What is being asked:
Continue the passage on the building's construction history and Tudor Revival architecture, starting after its last sentence.

Source passage:
# # # # #
That 1917 expansion is the north section of the current building. It was designed by James R. Law with a gym in the basement and classrooms above. A matching section with a 2-story auditorium and lunch room was added in 1924, designed by James and Edward Law. In 1938 the 1892 building was torn down and replaced by a section with a larger gymnasium, library and music room designed by the Laws and Ellis Potter and built as a Public Works Administration project. In 1940, the 1909 building was torn down, leaving the structure that stands today. It has a reverse L-shaped footprint and is about 275 ft wide in its main facade, running north–south, and about 60 ft on the north end and 105 ft deep on the south end. It is built of load-bearing red brick walls in running stretcher bond in the original 1917 section, and with structural clay tile with brick veneer in the 1924 and 1938 sections.

The building's architecture is of the rare Elizabethan-Jacobean Revival subtype of Tudor Revival architecture. Elements of this style are the shaped parapets, the Tudor-arched doorways, the tabs around some of the doorways and trim, and the designs in the north section. In that section, six grotesque faces looked down on the students from the bottom of the parapet.
# # # # #
Record extracts:
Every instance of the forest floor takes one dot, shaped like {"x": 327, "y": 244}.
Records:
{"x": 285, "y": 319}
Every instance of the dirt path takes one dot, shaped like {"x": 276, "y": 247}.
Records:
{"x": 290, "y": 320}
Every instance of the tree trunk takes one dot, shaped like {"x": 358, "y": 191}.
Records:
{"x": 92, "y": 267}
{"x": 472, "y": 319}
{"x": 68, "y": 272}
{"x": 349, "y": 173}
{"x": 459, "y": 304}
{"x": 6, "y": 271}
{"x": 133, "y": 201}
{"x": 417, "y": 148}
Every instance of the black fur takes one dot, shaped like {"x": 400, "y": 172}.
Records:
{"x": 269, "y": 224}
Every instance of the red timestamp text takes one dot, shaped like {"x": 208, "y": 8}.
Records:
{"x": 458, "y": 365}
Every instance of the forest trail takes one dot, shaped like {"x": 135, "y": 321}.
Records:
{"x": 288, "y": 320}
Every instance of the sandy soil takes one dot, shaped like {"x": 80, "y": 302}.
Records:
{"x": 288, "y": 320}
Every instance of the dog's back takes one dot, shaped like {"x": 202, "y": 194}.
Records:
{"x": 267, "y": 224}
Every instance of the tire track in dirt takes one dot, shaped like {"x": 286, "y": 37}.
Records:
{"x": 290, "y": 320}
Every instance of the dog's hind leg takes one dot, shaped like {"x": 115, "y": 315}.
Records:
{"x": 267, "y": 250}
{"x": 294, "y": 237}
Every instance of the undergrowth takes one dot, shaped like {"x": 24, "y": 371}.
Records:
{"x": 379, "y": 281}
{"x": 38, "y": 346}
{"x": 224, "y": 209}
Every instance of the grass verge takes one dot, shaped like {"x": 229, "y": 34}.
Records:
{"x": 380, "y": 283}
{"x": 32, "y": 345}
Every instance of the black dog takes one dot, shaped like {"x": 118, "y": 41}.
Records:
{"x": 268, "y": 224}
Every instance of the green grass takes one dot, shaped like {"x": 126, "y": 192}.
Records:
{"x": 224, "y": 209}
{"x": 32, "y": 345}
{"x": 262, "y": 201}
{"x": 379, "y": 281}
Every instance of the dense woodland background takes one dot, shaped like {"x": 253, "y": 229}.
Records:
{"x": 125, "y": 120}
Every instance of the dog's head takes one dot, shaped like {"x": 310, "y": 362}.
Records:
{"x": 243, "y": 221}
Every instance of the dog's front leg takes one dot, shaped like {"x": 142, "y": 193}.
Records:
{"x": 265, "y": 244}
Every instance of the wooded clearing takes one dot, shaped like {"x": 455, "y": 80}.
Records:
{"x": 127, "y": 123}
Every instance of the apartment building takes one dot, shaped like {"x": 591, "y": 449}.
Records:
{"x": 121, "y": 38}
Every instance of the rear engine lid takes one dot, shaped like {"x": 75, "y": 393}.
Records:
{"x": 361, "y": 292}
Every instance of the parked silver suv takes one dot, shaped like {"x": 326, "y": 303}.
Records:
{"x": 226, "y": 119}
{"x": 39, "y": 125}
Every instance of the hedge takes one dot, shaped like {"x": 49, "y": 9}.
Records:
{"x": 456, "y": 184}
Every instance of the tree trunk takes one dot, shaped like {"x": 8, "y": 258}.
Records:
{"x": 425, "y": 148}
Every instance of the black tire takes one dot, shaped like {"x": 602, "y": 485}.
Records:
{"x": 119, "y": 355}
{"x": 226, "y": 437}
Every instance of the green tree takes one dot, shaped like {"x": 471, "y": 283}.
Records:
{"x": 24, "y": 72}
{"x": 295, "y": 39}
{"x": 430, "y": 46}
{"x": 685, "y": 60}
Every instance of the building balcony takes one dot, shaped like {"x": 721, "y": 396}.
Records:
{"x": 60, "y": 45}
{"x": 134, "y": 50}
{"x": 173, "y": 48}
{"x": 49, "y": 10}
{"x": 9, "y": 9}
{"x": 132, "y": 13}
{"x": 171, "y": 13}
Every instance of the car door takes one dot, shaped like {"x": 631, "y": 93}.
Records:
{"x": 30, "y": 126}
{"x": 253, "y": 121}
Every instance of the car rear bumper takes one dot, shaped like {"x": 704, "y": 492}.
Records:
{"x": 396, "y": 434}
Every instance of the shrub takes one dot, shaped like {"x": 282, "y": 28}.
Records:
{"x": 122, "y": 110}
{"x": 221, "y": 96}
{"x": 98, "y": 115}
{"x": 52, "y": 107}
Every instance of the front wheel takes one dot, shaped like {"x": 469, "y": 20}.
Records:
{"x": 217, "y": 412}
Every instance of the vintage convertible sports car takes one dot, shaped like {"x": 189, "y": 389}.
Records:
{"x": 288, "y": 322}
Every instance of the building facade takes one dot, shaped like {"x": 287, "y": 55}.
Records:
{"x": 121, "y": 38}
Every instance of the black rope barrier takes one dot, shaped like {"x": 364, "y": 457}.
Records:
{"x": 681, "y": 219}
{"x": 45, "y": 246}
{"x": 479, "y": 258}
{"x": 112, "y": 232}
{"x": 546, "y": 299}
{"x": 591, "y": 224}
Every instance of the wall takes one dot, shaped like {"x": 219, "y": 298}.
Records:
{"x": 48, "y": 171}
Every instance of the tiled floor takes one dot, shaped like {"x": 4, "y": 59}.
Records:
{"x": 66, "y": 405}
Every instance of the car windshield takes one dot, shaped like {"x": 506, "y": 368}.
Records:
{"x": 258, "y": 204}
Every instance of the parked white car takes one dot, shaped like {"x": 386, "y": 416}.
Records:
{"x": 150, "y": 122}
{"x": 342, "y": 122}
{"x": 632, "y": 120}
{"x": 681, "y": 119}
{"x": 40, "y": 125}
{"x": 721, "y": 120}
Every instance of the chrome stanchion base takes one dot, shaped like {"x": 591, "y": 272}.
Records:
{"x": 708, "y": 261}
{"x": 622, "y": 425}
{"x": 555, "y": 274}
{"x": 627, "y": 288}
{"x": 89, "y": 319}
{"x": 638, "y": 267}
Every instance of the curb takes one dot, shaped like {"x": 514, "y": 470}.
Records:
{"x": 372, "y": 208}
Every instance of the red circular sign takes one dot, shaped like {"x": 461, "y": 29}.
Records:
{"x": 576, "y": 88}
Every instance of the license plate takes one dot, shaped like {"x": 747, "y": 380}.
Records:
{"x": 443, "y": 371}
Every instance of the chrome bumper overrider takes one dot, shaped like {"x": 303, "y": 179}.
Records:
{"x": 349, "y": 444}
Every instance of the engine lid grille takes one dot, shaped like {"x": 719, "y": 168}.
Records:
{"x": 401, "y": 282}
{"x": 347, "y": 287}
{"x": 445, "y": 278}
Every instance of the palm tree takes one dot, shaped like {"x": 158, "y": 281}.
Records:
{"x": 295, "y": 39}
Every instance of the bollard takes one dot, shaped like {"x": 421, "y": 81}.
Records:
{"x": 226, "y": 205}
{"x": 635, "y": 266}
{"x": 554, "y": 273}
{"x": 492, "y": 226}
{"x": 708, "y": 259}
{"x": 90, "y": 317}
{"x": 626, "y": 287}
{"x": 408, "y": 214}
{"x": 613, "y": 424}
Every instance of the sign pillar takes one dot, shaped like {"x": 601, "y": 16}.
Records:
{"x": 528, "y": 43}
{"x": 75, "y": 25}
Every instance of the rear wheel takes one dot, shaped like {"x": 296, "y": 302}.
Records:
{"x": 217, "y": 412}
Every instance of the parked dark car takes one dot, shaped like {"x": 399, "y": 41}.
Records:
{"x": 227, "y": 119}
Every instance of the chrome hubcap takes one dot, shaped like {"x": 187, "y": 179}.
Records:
# # # # #
Response to this exercise:
Attendance at Longfellow hit a second peak around 475 in the 1940s and 1950s. In the 1960s attendance began to drop, partly due to an urban renewal program that razed and rebuilt 52 acres of Greenbush. Starting in 1972 some of the space was taken up by an alternative high school in the north end of the building. Use as a public school stopped in 1980. Since then, the building has mostly been used by Meriter Hospital.

Longfellow School was added to the NRHP in 1996 as a good local example of the unusual Elizabethan-Jacobean type of Tudor Revival architecture, and as a good representative of the evolution of elementary education in the U.S., starting as classrooms, and gradually adding auditorium, gym, library and other areas.